Depending on your background, you might not know the various connotations of “Presbyterian minister.” You could be the sort of pearls and hats Presbyterian (a member of the “frozen chosen”) that’s generally associated with the South. You could be one of the more conservative and evangelical-infused sort that infused the domination in the late ‘90s and early 2000s. But John was neither. He attended seminary at Princeton, came to the Northwest, and was “called” (the Protestant word for essentially “matching” with a church) to my childhood church, which, at the time, was a motley mix of UCC (Congregationalists) and Presbyterians who’d come together decades ago to mix their theologies at a modest but beautiful brick church in North Idaho.
Knowing what I know now about the ways of the church, I can’t imagine what a challenge it would be to arrive in a new place and replace a well-liked pastor. But John was even more likable than the pastor who’d been there before — I understood that much, even as a young girl, and not just because he had two young girls which obviously made him superior. He excelled at “Children’s Time,” those five minutes in every service when the pastor calls all the kids to the front of the church and tries to tell some gentle story that’s maybe also a lesson but mostly just an opportunity to usher the kids down to the nursery before the tedium of the sermon.
Kids can tell when an adult actually likes them. And he did. During those five minutes, you could watch toddlers jockey for space on John’s knee. When he performed a baptism and the baby started wailing, he’d chuckle and gently calm them. He was always up for whatever game the older kids were playing in youth group, particularly if it involved water balloons. He was never the “cool pastor” with the guitar. Instead, he loved a good hymn: Holy Holy Holy, which also became my favorite hymn, but also every verse of Joy to the World, which he’d lovingly compel the congregation to sing on Christmas Eve.

Point labeling dataset excerpts:
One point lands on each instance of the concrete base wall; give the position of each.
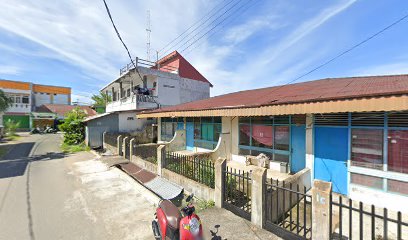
(144, 164)
(396, 202)
(201, 191)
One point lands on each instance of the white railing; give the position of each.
(133, 102)
(138, 62)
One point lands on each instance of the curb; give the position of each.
(146, 193)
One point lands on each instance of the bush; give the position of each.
(11, 127)
(73, 127)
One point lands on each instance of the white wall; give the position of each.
(128, 122)
(19, 107)
(61, 99)
(192, 90)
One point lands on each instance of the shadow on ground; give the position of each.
(15, 162)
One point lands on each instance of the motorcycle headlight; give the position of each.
(194, 226)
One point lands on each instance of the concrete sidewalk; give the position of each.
(230, 226)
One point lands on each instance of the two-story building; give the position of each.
(144, 85)
(27, 97)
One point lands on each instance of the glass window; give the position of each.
(368, 181)
(282, 137)
(398, 151)
(25, 99)
(244, 133)
(397, 186)
(262, 136)
(217, 132)
(367, 148)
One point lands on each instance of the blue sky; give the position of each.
(72, 43)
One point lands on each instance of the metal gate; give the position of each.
(237, 192)
(288, 210)
(127, 148)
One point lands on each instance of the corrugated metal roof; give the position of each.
(312, 91)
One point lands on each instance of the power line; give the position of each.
(185, 31)
(120, 38)
(226, 23)
(117, 33)
(220, 16)
(345, 51)
(236, 10)
(209, 24)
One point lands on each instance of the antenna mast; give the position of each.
(148, 31)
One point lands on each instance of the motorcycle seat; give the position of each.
(172, 213)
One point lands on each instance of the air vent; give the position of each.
(398, 119)
(331, 119)
(370, 119)
(299, 119)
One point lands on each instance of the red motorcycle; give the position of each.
(171, 224)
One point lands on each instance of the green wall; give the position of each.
(24, 120)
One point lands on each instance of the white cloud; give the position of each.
(10, 70)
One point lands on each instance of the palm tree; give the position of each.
(101, 99)
(5, 101)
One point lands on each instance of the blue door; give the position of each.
(298, 151)
(190, 136)
(331, 153)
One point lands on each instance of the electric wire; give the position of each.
(201, 19)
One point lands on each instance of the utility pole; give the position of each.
(148, 31)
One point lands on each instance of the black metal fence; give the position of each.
(147, 152)
(111, 139)
(351, 219)
(237, 192)
(127, 147)
(288, 210)
(196, 168)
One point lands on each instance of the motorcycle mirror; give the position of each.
(188, 199)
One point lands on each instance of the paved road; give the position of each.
(45, 194)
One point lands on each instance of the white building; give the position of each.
(170, 81)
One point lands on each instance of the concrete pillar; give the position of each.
(103, 140)
(132, 141)
(161, 151)
(309, 144)
(220, 167)
(321, 209)
(119, 145)
(258, 197)
(124, 146)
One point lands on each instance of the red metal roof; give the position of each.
(62, 109)
(318, 90)
(185, 69)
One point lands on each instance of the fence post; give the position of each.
(119, 145)
(103, 140)
(321, 192)
(258, 197)
(131, 148)
(124, 146)
(220, 166)
(160, 158)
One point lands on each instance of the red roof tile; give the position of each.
(318, 90)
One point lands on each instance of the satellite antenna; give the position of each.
(148, 31)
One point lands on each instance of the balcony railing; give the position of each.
(132, 102)
(148, 64)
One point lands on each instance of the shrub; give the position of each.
(73, 127)
(11, 127)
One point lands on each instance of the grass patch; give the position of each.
(66, 148)
(12, 137)
(4, 150)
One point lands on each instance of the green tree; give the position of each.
(5, 101)
(101, 99)
(73, 127)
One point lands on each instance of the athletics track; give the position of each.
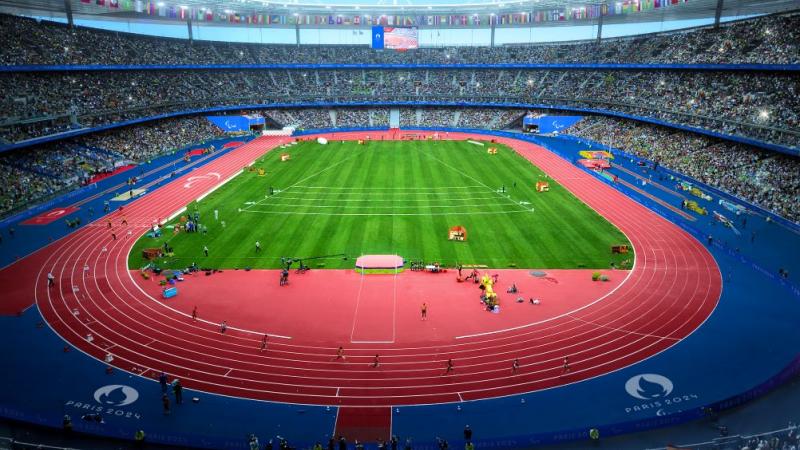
(673, 288)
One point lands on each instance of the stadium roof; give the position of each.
(692, 9)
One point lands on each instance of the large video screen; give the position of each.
(400, 38)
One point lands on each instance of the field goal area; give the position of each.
(388, 201)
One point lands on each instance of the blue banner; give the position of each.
(235, 123)
(377, 37)
(551, 124)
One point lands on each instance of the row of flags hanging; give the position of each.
(575, 12)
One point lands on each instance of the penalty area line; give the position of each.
(450, 213)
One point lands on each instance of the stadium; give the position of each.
(424, 224)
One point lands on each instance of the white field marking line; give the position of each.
(312, 175)
(330, 188)
(336, 420)
(621, 329)
(477, 205)
(480, 213)
(394, 325)
(127, 269)
(219, 185)
(630, 272)
(394, 306)
(75, 239)
(395, 199)
(97, 222)
(498, 195)
(251, 204)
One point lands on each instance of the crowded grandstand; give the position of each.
(672, 153)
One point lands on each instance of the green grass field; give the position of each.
(396, 197)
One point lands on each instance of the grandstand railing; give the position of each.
(313, 101)
(10, 443)
(454, 66)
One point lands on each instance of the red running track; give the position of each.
(674, 286)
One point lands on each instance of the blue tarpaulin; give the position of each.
(236, 123)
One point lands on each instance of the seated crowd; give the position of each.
(31, 175)
(763, 106)
(767, 179)
(771, 39)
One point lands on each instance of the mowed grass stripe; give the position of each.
(444, 183)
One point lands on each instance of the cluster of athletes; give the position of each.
(449, 366)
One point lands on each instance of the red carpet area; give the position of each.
(341, 307)
(673, 287)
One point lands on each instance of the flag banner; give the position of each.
(574, 12)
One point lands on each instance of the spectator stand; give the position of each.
(154, 173)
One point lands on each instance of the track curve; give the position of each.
(673, 288)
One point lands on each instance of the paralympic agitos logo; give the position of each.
(109, 400)
(656, 392)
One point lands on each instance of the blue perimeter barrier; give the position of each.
(603, 112)
(522, 440)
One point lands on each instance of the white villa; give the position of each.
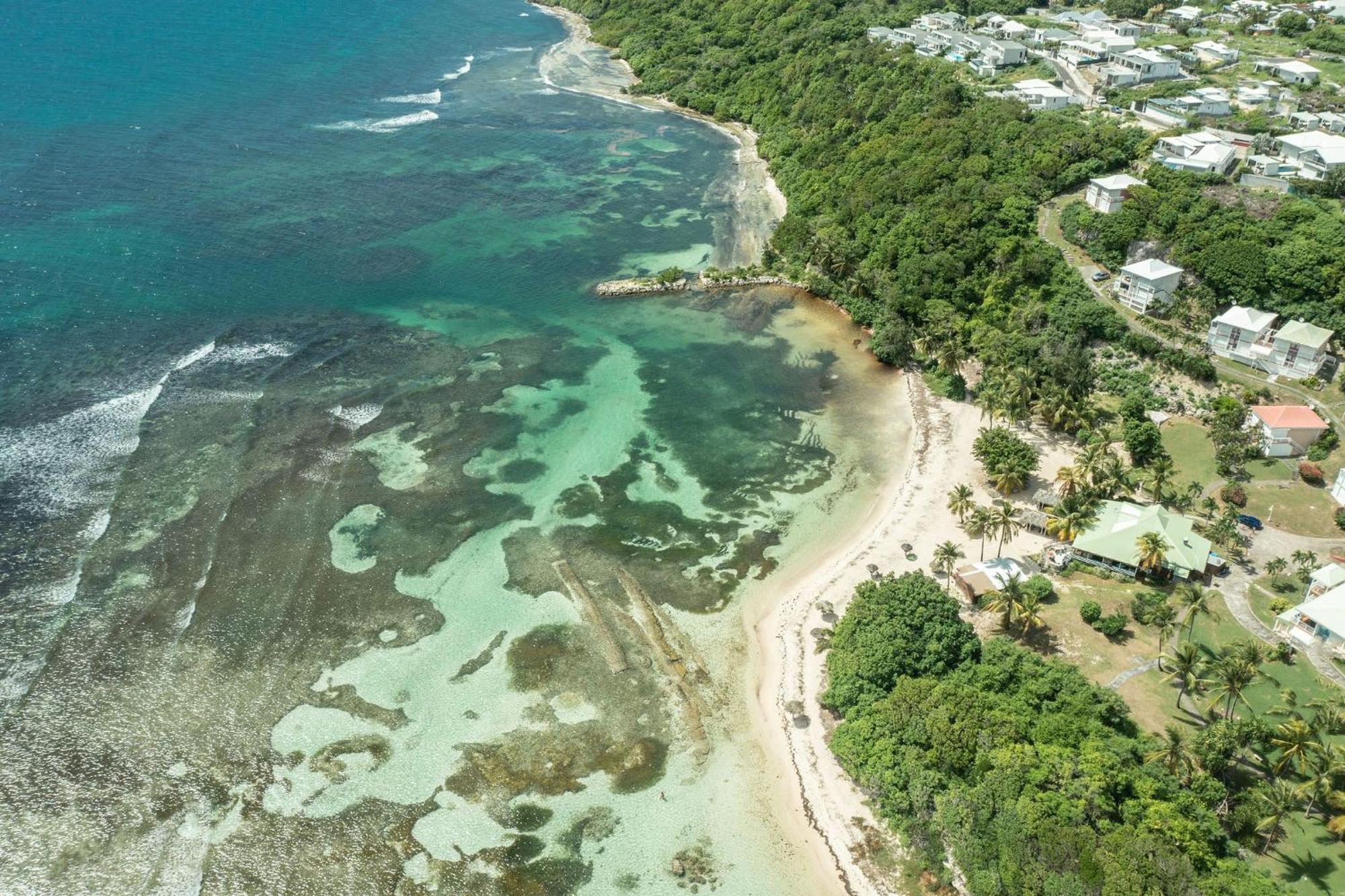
(1285, 431)
(1148, 284)
(1291, 71)
(1315, 153)
(1249, 337)
(1106, 194)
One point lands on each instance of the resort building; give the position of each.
(1106, 194)
(1243, 335)
(1291, 71)
(1286, 431)
(1148, 286)
(1300, 350)
(1139, 67)
(1316, 624)
(1112, 541)
(978, 580)
(1315, 153)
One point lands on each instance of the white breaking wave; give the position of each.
(383, 126)
(431, 99)
(463, 69)
(357, 416)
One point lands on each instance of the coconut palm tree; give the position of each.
(946, 557)
(1153, 552)
(1007, 524)
(1175, 752)
(1187, 666)
(961, 501)
(1296, 740)
(981, 522)
(1071, 518)
(1277, 802)
(1196, 602)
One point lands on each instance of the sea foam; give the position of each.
(383, 126)
(430, 99)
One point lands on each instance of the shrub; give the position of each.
(1113, 624)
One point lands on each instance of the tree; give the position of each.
(895, 627)
(961, 501)
(1186, 666)
(1153, 551)
(1277, 803)
(981, 522)
(946, 557)
(1007, 524)
(1174, 752)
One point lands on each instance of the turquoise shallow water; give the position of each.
(307, 412)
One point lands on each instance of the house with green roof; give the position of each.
(1113, 540)
(1299, 350)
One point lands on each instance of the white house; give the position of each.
(1148, 284)
(1315, 153)
(1291, 71)
(1106, 194)
(1215, 52)
(1300, 350)
(1242, 335)
(1285, 431)
(1140, 67)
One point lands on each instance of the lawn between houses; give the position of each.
(1309, 860)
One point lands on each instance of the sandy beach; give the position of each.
(757, 204)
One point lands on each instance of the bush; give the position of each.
(1113, 624)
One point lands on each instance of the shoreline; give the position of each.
(582, 67)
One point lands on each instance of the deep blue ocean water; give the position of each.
(305, 395)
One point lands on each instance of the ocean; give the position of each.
(349, 544)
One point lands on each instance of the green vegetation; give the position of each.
(1030, 776)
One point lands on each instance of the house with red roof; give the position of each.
(1286, 431)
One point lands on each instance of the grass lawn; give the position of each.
(1191, 450)
(1293, 507)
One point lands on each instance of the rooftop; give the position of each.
(1246, 318)
(1289, 417)
(1305, 334)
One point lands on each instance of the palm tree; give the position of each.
(1070, 481)
(960, 501)
(1153, 552)
(1186, 666)
(1174, 752)
(1071, 518)
(1007, 524)
(1278, 802)
(1160, 477)
(1296, 740)
(981, 522)
(946, 557)
(1011, 478)
(1305, 560)
(1196, 602)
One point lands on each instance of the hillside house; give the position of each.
(1285, 431)
(1106, 194)
(1112, 541)
(1148, 286)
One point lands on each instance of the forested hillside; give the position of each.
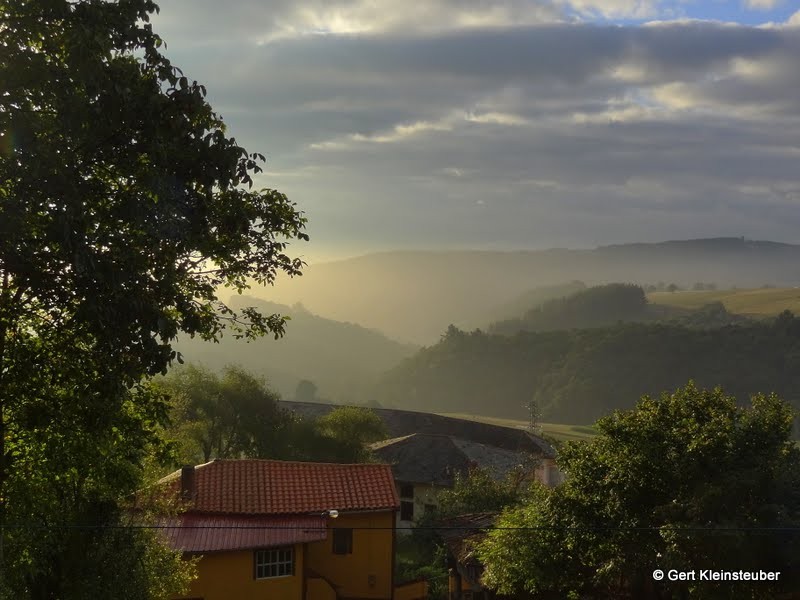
(606, 305)
(339, 358)
(413, 296)
(578, 376)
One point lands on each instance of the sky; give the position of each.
(508, 124)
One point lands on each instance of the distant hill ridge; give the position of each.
(414, 295)
(339, 358)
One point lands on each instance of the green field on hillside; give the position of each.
(762, 301)
(556, 431)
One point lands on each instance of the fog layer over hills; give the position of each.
(414, 295)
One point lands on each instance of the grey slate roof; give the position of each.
(405, 422)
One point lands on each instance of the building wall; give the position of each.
(367, 572)
(424, 495)
(226, 575)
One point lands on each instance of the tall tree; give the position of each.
(124, 208)
(687, 481)
(227, 416)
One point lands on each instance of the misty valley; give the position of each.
(712, 311)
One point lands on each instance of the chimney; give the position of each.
(187, 483)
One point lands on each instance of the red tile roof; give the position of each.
(272, 487)
(203, 533)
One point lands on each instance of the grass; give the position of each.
(557, 431)
(756, 302)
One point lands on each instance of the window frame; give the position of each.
(342, 540)
(406, 510)
(272, 557)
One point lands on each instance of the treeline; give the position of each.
(580, 375)
(237, 415)
(605, 305)
(593, 307)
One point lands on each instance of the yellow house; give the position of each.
(287, 530)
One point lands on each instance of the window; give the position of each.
(406, 511)
(276, 562)
(342, 541)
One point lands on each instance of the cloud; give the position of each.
(568, 132)
(762, 4)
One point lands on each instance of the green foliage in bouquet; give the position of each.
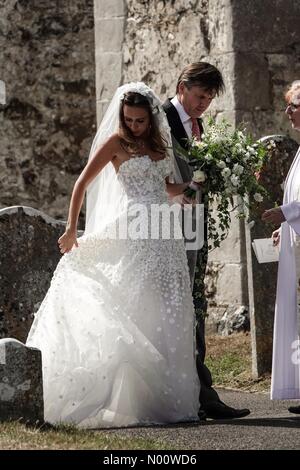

» What to work on:
a - Can you output the stretch of the passage about John from "Kids can tell" through "on Christmas Eve."?
b - Which geographic places or regions does the passage about John name?
Rely only on the passage about John, not the material.

» Task-by-task answers:
a -
Kids can tell when an adult actually likes them. And he did. During those five minutes, you could watch toddlers jockey for space on John’s knee. When he performed a baptism and the baby started wailing, he’d chuckle and gently calm them. He was always up for whatever game the older kids were playing in youth group, particularly if it involved water balloons. He was never the “cool pastor” with the guitar. Instead, he loved a good hymn: Holy Holy Holy, which also became my favorite hymn, but also every verse of Joy to the World, which he’d lovingly compel the congregation to sing on Christmas Eve.

b - the South, Princeton, the Northwest, North Idaho